▶ _SHORT TASK_
Return, word for word, the stretch of the Rideau Hall speech that begins at the words "What a pleasure" and stops after "Prize for Chemistry!".

▶ _PAGE_
▬▬▬▬▬▬▬▬▬▬

Rideau Hall, Tuesday, February 7, 2017


What a pleasure to welcome you to Rideau Hall for this celebration of excellence.

Let me start with a quote from Gerhard Herzberg that was kindly sent to me by his daughter, Agnes, who is herself a distinguished academic at Queen’s University.

It’s from a speech he gave to students at the University of Manitoba back in the 1970s, in which he said:

“Your aim should be to make Canada a country that is recognized throughout the world, and throughout history, as a country that has advanced in a significant way the progress of sciences, art and literature.”

End quote.

Now that’s the kind of ambition that leads to a Nobel Prize for Chemistry!

As you likely know, Dr. Herzberg won a Nobel in 1971!

Tonight, we’ll present the Gerhard Herzberg Canada Gold Medal for Science and Engineering, as well as the rest of the prestigious Natural Sciences and Engineering Research Council of Canada awards to such deserving recipients.

You’re among the best in Canada, which means your work is among the world’s best.

▬▬▬▬▬▬▬▬▬▬

▶ _INFORMATION GIVEN_
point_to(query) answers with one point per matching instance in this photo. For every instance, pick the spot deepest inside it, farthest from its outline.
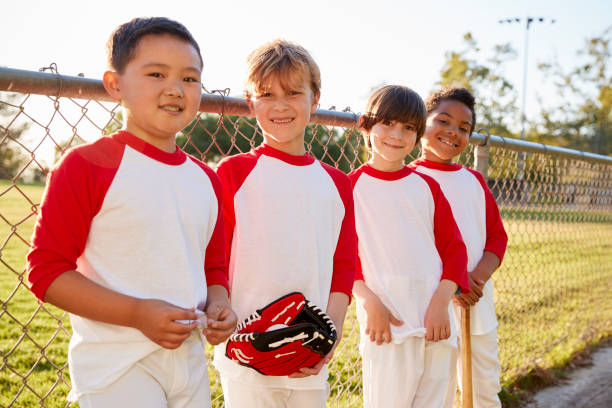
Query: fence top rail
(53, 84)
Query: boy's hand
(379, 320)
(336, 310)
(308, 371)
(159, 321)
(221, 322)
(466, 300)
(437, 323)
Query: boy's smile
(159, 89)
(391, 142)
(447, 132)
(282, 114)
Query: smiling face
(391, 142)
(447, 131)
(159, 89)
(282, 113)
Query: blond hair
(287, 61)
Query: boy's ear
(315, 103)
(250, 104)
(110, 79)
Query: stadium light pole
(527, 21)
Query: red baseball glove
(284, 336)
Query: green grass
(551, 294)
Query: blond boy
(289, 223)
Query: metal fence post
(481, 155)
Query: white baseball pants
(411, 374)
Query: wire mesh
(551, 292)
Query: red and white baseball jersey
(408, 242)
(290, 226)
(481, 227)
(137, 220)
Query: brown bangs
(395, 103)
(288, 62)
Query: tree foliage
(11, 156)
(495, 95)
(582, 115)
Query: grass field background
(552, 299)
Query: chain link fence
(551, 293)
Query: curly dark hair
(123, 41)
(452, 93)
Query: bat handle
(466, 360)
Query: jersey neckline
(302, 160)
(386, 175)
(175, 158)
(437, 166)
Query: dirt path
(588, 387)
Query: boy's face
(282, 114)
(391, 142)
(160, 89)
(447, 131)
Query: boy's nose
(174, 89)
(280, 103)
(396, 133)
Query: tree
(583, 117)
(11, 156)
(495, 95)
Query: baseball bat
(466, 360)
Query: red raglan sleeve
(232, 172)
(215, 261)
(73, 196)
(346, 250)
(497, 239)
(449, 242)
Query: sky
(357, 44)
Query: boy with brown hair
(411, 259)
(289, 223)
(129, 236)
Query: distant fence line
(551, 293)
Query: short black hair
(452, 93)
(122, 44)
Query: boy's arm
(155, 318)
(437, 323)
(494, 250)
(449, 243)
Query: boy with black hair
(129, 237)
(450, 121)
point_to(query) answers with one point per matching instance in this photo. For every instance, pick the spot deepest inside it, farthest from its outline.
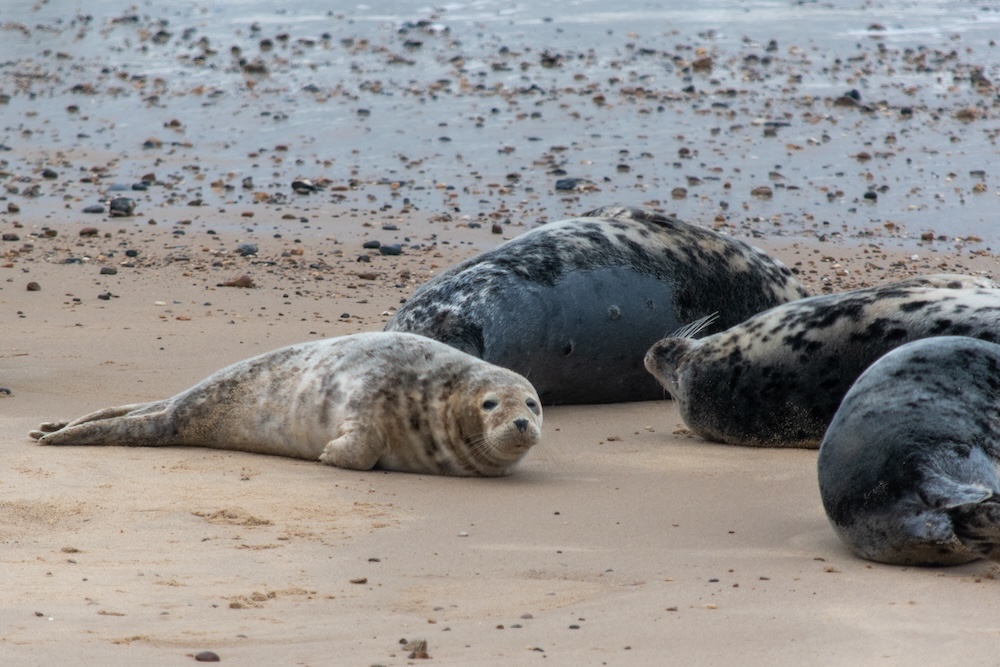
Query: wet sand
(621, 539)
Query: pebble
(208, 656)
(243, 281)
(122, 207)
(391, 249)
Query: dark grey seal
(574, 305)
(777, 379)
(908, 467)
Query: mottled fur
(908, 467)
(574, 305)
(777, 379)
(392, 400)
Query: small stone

▬▬▬▬▬▬▬▬▬▬

▶ _FINAL RESULT_
What a pleasure to welcome you to Rideau Hall for this celebration of excellence.

Let me start with a quote from Gerhard Herzberg that was kindly sent to me by his daughter, Agnes, who is herself a distinguished academic at Queen’s University.

It’s from a speech he gave to students at the University of Manitoba back in the 1970s, in which he said:

“Your aim should be to make Canada a country that is recognized throughout the world, and throughout history, as a country that has advanced in a significant way the progress of sciences, art and literature.”

End quote.

Now that’s the kind of ambition that leads to a Nobel Prize for Chemistry!